+++ Excerpted passage
What's 4'b0010 - 4'b0001 in polynomial arithmetic mod 2? Again specify your answer as an x-polynomial like x^2+x or something. Fully simplify your answer in terms of x, and don't rewrite x^1 as x or x^0 as 1.

It should become apparent that subtraction (and addition -- do it out!) in polynomial arithmetic mod 2 feels a lot like taking an xor. If x^n appears in both polynomials, or neither of them, x^n doesn't appear in the final answer. If it appears in only one of them, x^n does show up in the final answer.

As an additional complication - 4'b1000 - 4'b1111 = 4'b0111, which would imply that 4'b1111 < 4'b1000. The opposite also holds: 4'b1111 - 4'b1000 = 4'b0111 as well, which would imply that 4'b1111 > 4'b1000. Clearly numeric magnitude is pretty shot in this system, because a - b = b - a but b \neq a.

As a result the only real indication we have of whether a number is greater than another is the position of its most significant one. In other words, we can tell clearly that 4'b0001 < 4'b1000 - that makes sense just by looking at it, but we have no clue once we compare 4'b1001 and 4'b1000 because subtraction and addition are effectively the same operation now - xor.

So we'll roll with this definition for now - a number is greater than or equal to another number if its most significant one is farther to the left than that of the other number.

Division in poly-mod-2 land

To illustrate why division is super easy in this polynomial-mod-2 regime, let's try out an example division.

Suppose we've agreed with a message recipient that we'd like to ensure the integrity of our messages using the shared divisor x^4 + x^1 + x^0. That's like using the shared divisor 5'b10011 in binary world. Unbeknownst to the recipient, we're going to send them the 8 bit message 8'b1010_1010. What this means is that we're going to divide our message by the shared divisor/polynomial, append the remainder to the end of our message, and then toss it over the wire. Pretty straight forward.
++++++
Set task 1: In the passage on polynomial arithmetic mod 2, what binary value matches the shared divisor x^4 + x^1 + x^0?
The rows come from a different source than the passage on polynomial arithmetic mod 2.
+++ Entries supplied
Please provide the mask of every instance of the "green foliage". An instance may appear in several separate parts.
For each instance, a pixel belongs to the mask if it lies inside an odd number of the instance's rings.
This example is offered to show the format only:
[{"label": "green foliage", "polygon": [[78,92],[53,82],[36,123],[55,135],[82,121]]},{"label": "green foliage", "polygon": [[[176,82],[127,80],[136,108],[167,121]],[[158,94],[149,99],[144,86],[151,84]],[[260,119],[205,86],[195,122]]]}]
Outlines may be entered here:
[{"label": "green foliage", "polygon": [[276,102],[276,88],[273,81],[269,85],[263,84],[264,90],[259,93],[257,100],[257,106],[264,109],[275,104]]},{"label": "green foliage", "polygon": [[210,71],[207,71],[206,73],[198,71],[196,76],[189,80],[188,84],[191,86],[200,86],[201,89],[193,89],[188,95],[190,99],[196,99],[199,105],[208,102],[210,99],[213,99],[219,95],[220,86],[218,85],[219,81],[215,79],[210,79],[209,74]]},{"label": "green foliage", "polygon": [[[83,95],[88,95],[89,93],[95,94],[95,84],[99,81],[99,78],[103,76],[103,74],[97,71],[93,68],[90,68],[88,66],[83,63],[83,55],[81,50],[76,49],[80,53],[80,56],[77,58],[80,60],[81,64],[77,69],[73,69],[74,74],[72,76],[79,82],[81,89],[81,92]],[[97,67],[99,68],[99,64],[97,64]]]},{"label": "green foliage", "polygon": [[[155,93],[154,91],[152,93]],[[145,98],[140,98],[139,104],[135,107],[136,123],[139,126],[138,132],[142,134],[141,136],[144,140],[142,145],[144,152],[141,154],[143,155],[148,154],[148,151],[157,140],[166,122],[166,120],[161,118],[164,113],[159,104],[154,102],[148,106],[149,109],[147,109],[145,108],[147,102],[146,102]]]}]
++++++
Set task 2: Print all of the rows again, word for word and unchanged.

Final result 1: 5'b10011

Final result 2:
Please provide the mask of every instance of the "green foliage". An instance may appear in several separate parts.
For each instance, a pixel belongs to the mask if it lies inside an odd number of the instance's rings.
This example is offered to show the format only:
[{"label": "green foliage", "polygon": [[78,92],[53,82],[36,123],[55,135],[82,121]]},{"label": "green foliage", "polygon": [[[176,82],[127,80],[136,108],[167,121]],[[158,94],[149,99],[144,86],[151,84]],[[260,119],[205,86],[195,122]]]}]
Outlines may be entered here:
[{"label": "green foliage", "polygon": [[276,102],[276,88],[273,81],[269,85],[263,84],[264,90],[259,93],[257,100],[257,106],[264,109],[275,104]]},{"label": "green foliage", "polygon": [[210,71],[207,71],[206,73],[198,71],[196,76],[189,80],[188,84],[191,86],[200,86],[201,89],[193,89],[188,95],[190,99],[196,99],[199,105],[208,102],[210,99],[213,99],[219,95],[220,86],[218,85],[219,81],[215,79],[210,79],[209,74]]},{"label": "green foliage", "polygon": [[[83,95],[88,95],[89,93],[95,94],[95,84],[99,81],[99,78],[103,76],[103,74],[97,71],[93,68],[90,68],[88,66],[83,63],[83,55],[81,50],[76,49],[80,53],[80,56],[77,58],[80,60],[81,64],[77,69],[73,69],[74,74],[72,76],[79,82],[81,89],[81,92]],[[97,67],[99,68],[99,64],[97,64]]]},{"label": "green foliage", "polygon": [[[155,93],[154,91],[152,93]],[[145,98],[140,98],[139,104],[135,107],[136,123],[139,126],[138,132],[142,134],[141,136],[144,140],[142,145],[144,152],[141,154],[143,155],[148,154],[148,151],[157,140],[166,122],[166,120],[161,118],[164,113],[159,104],[154,102],[148,106],[149,109],[147,109],[145,108],[147,102],[146,102]]]}]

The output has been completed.